**** Supplied data ****
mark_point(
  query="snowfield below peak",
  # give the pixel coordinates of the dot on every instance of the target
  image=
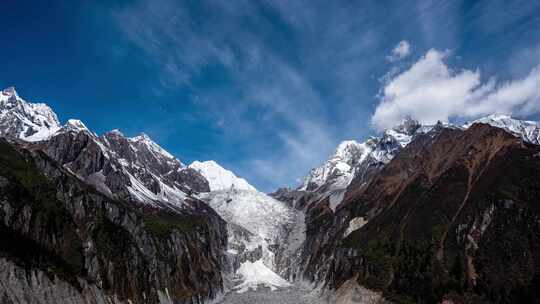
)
(258, 226)
(220, 178)
(256, 274)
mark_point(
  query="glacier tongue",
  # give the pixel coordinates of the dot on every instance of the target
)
(256, 274)
(220, 178)
(257, 227)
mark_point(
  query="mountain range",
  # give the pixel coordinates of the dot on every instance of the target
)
(418, 214)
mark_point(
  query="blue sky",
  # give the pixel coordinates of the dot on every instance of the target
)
(269, 88)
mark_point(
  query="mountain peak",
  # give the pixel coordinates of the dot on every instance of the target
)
(10, 91)
(76, 124)
(152, 145)
(220, 178)
(25, 120)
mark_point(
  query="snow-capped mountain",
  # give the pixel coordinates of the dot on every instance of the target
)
(27, 121)
(357, 160)
(135, 168)
(528, 130)
(352, 157)
(259, 226)
(220, 178)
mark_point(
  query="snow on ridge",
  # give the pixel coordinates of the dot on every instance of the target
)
(255, 274)
(153, 146)
(220, 178)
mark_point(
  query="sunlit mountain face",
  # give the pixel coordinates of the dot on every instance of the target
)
(269, 152)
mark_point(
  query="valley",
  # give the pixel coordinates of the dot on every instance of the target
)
(417, 214)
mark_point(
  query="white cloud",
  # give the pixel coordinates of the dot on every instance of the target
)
(429, 91)
(400, 51)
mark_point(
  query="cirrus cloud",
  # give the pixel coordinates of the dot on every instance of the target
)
(430, 91)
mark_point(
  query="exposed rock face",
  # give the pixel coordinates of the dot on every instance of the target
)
(65, 242)
(452, 216)
(135, 169)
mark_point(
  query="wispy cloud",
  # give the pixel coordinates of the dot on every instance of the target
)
(400, 51)
(273, 96)
(429, 91)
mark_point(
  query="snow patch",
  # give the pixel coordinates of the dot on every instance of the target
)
(256, 274)
(355, 224)
(220, 178)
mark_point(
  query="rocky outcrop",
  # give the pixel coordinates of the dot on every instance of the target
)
(453, 217)
(65, 242)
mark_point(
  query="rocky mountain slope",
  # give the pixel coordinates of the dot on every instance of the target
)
(438, 221)
(63, 241)
(115, 219)
(418, 214)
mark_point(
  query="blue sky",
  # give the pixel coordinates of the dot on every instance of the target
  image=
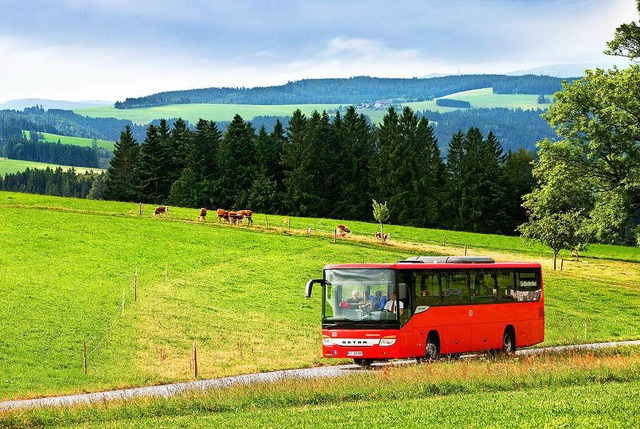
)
(113, 49)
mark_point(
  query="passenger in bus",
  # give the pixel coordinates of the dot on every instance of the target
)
(355, 297)
(378, 301)
(423, 299)
(393, 304)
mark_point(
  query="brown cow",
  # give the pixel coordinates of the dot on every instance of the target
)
(247, 214)
(381, 237)
(223, 215)
(343, 231)
(161, 210)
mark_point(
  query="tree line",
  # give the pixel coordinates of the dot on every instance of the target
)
(356, 90)
(56, 182)
(328, 166)
(51, 153)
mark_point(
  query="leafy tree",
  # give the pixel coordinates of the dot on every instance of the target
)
(120, 182)
(557, 230)
(380, 214)
(598, 118)
(558, 207)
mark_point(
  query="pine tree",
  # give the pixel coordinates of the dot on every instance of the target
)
(120, 182)
(236, 159)
(354, 165)
(151, 168)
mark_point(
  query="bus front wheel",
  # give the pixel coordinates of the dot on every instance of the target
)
(508, 342)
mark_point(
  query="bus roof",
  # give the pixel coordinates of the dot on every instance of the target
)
(440, 262)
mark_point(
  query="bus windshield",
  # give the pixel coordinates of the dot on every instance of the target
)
(359, 297)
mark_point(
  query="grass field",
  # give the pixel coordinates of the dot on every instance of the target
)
(16, 165)
(579, 389)
(225, 112)
(76, 141)
(68, 267)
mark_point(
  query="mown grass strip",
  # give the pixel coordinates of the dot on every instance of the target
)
(598, 388)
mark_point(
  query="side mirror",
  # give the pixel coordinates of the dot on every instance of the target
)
(307, 292)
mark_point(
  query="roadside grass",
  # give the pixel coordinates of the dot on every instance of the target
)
(573, 389)
(237, 292)
(9, 166)
(75, 141)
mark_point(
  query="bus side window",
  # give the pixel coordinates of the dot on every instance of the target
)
(505, 285)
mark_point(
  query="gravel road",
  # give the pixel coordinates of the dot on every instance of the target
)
(266, 377)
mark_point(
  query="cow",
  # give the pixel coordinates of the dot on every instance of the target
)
(247, 214)
(161, 210)
(343, 231)
(223, 215)
(203, 214)
(382, 237)
(234, 217)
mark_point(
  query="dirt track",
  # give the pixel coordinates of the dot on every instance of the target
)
(267, 377)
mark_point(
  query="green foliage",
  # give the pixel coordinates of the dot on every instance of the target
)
(475, 190)
(380, 214)
(598, 118)
(121, 181)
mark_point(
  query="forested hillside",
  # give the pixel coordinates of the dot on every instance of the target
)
(63, 122)
(323, 166)
(354, 91)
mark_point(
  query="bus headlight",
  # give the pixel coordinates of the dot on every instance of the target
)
(326, 341)
(387, 341)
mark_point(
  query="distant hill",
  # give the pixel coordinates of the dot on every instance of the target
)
(354, 91)
(567, 70)
(51, 104)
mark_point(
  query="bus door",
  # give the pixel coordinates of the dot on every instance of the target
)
(454, 317)
(485, 326)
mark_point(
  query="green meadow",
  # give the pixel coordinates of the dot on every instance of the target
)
(69, 266)
(75, 141)
(479, 98)
(16, 165)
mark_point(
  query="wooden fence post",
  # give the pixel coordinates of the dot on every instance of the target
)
(135, 285)
(84, 357)
(195, 361)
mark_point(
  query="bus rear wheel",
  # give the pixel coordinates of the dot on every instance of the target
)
(432, 351)
(508, 342)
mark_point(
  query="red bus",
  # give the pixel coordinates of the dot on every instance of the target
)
(423, 307)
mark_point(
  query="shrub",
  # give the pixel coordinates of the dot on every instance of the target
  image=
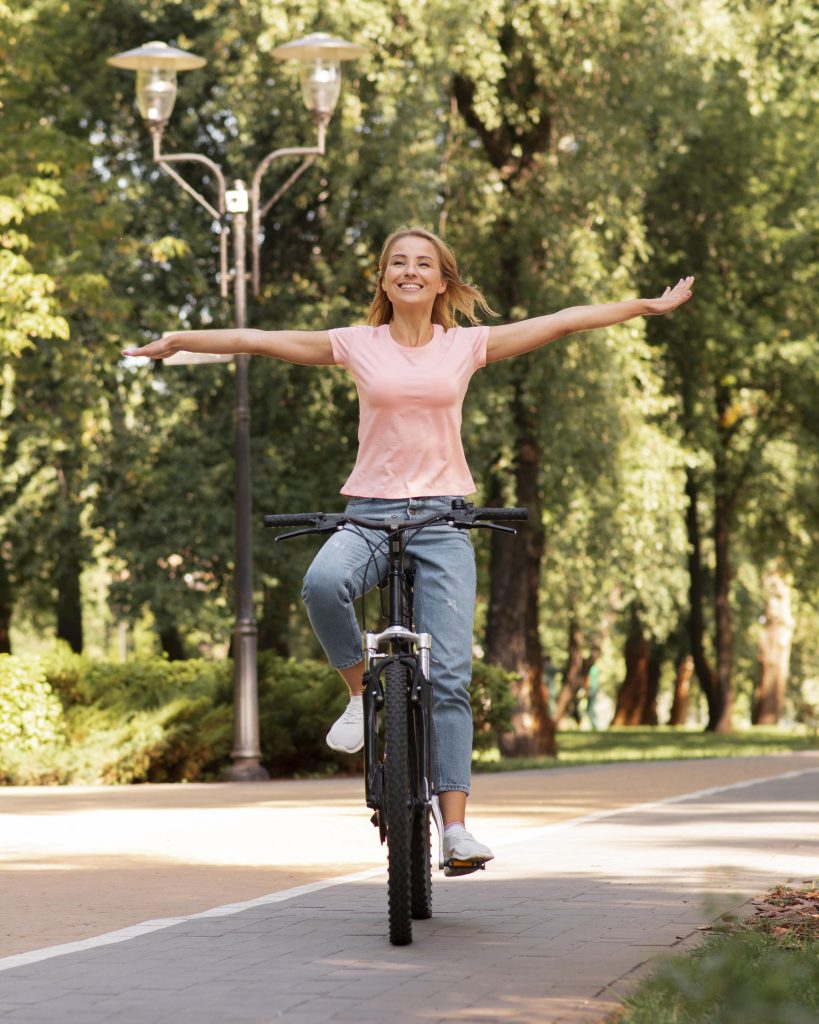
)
(158, 721)
(31, 716)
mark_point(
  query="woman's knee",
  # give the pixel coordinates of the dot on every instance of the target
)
(324, 584)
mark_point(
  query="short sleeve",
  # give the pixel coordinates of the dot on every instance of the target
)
(340, 338)
(478, 339)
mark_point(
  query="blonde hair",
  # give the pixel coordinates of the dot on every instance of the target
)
(458, 298)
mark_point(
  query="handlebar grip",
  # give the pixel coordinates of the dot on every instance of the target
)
(502, 515)
(294, 519)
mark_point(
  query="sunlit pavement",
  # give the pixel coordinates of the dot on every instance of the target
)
(212, 903)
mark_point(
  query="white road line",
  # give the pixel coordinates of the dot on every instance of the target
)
(148, 927)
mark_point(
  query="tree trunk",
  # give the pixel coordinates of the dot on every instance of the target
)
(723, 516)
(67, 578)
(634, 690)
(69, 561)
(696, 599)
(6, 606)
(512, 634)
(172, 643)
(774, 652)
(649, 716)
(682, 686)
(574, 675)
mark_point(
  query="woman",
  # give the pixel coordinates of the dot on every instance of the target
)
(412, 367)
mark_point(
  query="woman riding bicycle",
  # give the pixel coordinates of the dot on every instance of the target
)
(412, 367)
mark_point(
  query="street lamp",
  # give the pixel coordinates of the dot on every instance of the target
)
(157, 65)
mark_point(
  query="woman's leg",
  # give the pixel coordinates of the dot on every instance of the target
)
(444, 606)
(346, 566)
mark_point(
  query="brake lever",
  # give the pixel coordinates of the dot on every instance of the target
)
(481, 525)
(304, 532)
(493, 525)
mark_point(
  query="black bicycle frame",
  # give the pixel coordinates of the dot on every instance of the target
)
(398, 639)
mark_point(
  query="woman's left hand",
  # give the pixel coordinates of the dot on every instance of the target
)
(671, 298)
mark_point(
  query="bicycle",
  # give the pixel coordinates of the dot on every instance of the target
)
(397, 695)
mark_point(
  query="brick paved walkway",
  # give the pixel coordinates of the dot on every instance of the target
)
(558, 927)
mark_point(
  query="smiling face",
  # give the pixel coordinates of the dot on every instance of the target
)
(413, 274)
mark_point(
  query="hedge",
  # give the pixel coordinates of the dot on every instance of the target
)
(68, 719)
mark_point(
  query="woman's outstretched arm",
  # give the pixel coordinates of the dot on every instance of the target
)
(307, 347)
(524, 336)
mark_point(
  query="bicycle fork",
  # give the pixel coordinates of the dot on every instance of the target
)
(381, 649)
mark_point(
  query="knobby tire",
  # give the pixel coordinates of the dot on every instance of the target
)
(398, 800)
(421, 861)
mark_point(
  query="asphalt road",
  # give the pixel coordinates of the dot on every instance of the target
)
(266, 901)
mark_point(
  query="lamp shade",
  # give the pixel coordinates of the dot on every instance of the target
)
(318, 46)
(156, 65)
(157, 55)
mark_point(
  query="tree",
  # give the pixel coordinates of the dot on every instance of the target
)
(737, 192)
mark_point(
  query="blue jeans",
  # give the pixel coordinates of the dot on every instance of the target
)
(444, 606)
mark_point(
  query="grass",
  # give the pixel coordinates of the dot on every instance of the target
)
(763, 970)
(655, 743)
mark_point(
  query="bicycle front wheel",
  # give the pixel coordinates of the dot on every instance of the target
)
(421, 857)
(398, 800)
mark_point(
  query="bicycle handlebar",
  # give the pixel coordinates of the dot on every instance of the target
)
(465, 517)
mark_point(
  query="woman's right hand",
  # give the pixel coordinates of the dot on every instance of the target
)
(160, 349)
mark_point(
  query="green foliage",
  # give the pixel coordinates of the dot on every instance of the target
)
(743, 977)
(569, 152)
(160, 721)
(31, 716)
(141, 722)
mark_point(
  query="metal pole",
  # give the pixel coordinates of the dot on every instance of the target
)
(247, 753)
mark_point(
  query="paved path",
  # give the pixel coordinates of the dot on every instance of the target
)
(598, 870)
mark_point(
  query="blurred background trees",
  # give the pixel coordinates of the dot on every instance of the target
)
(570, 152)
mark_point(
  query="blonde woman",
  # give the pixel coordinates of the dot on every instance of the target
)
(412, 365)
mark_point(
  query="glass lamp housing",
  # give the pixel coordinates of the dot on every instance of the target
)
(320, 85)
(156, 93)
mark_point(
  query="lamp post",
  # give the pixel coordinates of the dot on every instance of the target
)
(157, 65)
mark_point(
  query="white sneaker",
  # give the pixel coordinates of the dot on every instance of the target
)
(347, 733)
(462, 849)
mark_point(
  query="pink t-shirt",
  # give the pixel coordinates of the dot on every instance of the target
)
(410, 409)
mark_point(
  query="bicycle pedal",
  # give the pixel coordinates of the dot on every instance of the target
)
(454, 868)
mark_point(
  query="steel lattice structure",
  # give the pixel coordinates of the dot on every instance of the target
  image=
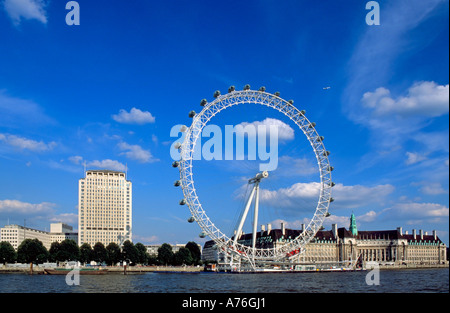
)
(185, 165)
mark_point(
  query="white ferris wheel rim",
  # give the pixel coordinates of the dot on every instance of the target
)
(187, 148)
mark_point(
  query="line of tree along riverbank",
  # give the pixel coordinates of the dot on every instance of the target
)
(33, 251)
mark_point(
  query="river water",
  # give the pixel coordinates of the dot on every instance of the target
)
(389, 281)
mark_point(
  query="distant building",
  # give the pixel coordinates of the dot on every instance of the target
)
(61, 231)
(341, 245)
(15, 234)
(153, 249)
(104, 208)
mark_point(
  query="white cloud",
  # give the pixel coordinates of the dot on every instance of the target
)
(285, 132)
(76, 159)
(432, 189)
(304, 196)
(416, 210)
(135, 152)
(26, 9)
(424, 99)
(68, 218)
(25, 208)
(26, 144)
(135, 116)
(290, 166)
(413, 158)
(107, 164)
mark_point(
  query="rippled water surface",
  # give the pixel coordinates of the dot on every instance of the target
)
(391, 281)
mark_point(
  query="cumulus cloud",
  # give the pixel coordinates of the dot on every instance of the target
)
(25, 208)
(26, 144)
(285, 132)
(418, 211)
(107, 164)
(424, 99)
(135, 116)
(136, 152)
(19, 10)
(304, 196)
(413, 158)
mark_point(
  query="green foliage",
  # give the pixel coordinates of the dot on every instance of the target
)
(142, 253)
(182, 257)
(99, 253)
(165, 254)
(195, 252)
(86, 253)
(7, 253)
(113, 254)
(130, 253)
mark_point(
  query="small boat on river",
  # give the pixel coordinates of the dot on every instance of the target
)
(82, 271)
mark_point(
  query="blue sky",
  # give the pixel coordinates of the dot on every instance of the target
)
(107, 93)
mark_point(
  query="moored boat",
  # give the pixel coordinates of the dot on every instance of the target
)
(82, 271)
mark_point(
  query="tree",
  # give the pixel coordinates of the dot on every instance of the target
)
(7, 253)
(113, 253)
(86, 253)
(32, 251)
(165, 254)
(99, 253)
(69, 251)
(182, 256)
(195, 252)
(54, 251)
(142, 253)
(130, 252)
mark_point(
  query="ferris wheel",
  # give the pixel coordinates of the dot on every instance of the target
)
(230, 245)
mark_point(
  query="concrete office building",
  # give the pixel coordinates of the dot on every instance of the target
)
(15, 234)
(104, 208)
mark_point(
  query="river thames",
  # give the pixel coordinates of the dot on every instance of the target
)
(390, 281)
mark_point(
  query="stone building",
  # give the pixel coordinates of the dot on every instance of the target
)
(343, 245)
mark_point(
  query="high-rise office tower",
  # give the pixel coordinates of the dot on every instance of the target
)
(104, 208)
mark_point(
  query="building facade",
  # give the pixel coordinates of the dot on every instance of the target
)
(104, 208)
(153, 249)
(341, 245)
(15, 234)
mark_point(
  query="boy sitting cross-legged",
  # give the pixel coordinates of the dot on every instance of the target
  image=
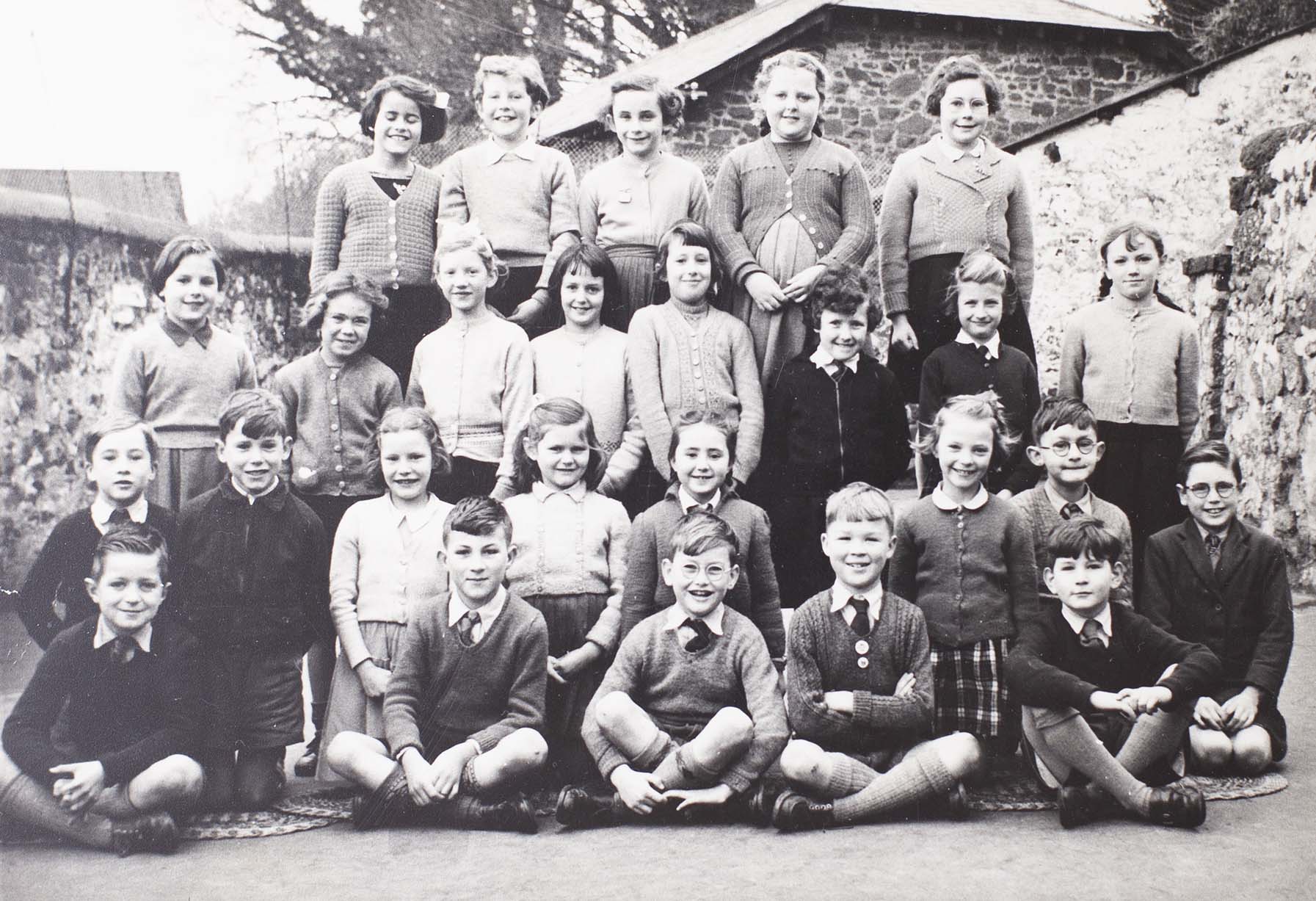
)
(861, 688)
(465, 700)
(127, 690)
(1107, 696)
(690, 710)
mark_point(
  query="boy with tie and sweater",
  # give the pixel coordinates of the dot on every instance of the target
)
(1065, 444)
(1223, 582)
(465, 703)
(127, 690)
(120, 452)
(690, 710)
(861, 688)
(1106, 695)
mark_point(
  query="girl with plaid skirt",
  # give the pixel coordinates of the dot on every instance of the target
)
(965, 557)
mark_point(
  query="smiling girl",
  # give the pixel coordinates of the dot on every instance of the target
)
(628, 202)
(178, 370)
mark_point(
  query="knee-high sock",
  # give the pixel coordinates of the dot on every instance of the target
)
(920, 775)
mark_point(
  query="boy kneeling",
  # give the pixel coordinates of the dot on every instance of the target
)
(465, 700)
(690, 710)
(1087, 667)
(132, 690)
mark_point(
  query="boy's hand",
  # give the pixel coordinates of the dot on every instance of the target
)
(1208, 714)
(765, 292)
(1240, 710)
(1146, 698)
(1115, 703)
(839, 701)
(720, 793)
(374, 679)
(81, 786)
(904, 688)
(640, 792)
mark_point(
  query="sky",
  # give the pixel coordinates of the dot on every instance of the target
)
(159, 84)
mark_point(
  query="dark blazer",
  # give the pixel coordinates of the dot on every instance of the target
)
(1243, 612)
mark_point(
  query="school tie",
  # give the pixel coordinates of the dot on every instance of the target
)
(123, 648)
(861, 625)
(1091, 635)
(466, 627)
(703, 634)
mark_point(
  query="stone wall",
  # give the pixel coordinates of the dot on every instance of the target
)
(69, 298)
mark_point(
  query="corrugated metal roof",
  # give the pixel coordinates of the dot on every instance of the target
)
(705, 51)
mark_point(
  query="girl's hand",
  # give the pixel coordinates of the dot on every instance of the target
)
(902, 333)
(798, 289)
(1208, 714)
(640, 792)
(374, 680)
(766, 294)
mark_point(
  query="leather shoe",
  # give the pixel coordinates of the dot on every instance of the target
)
(1181, 805)
(794, 813)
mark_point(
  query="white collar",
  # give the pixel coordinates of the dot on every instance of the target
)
(954, 153)
(992, 344)
(492, 153)
(713, 618)
(1077, 620)
(101, 509)
(944, 502)
(541, 492)
(687, 502)
(823, 360)
(1058, 502)
(104, 635)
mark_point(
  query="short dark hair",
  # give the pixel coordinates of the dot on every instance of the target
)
(478, 515)
(175, 252)
(844, 287)
(1074, 538)
(959, 69)
(261, 413)
(1210, 451)
(1057, 410)
(131, 538)
(698, 532)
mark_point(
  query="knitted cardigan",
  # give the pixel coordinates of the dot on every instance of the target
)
(931, 206)
(362, 228)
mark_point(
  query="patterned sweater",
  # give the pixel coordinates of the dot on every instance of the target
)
(680, 688)
(360, 227)
(823, 658)
(677, 366)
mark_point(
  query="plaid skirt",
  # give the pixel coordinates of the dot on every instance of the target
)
(969, 690)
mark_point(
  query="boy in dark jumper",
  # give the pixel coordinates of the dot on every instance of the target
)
(833, 416)
(465, 703)
(861, 688)
(127, 690)
(120, 453)
(1106, 693)
(252, 584)
(1223, 582)
(690, 710)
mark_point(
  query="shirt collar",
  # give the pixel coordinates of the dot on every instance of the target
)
(1077, 620)
(992, 344)
(944, 502)
(544, 492)
(954, 153)
(824, 361)
(1058, 502)
(104, 635)
(179, 335)
(713, 618)
(492, 153)
(101, 510)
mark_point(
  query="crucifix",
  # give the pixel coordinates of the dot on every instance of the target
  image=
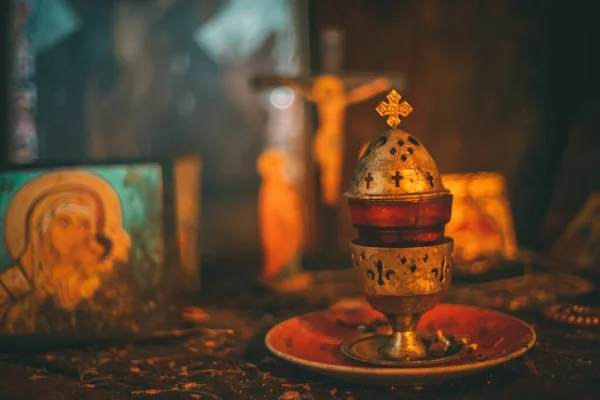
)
(332, 91)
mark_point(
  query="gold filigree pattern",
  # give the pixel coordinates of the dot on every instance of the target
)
(393, 109)
(412, 271)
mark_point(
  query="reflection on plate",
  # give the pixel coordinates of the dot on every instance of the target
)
(528, 292)
(313, 341)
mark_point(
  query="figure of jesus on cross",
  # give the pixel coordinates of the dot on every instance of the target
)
(330, 95)
(332, 91)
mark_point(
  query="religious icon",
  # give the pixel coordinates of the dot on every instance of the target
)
(83, 249)
(481, 225)
(281, 219)
(332, 99)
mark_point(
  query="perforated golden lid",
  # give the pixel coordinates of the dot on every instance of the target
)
(395, 166)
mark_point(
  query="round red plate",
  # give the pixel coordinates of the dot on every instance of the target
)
(314, 340)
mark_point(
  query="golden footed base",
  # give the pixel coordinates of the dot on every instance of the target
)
(371, 348)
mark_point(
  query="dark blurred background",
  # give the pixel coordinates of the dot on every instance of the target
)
(509, 86)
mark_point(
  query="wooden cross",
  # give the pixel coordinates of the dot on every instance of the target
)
(394, 109)
(397, 178)
(332, 92)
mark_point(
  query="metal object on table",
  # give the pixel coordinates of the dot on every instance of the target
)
(400, 207)
(574, 314)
****
Count the lines in the data above that contain the string "blonde", and give only that number.

2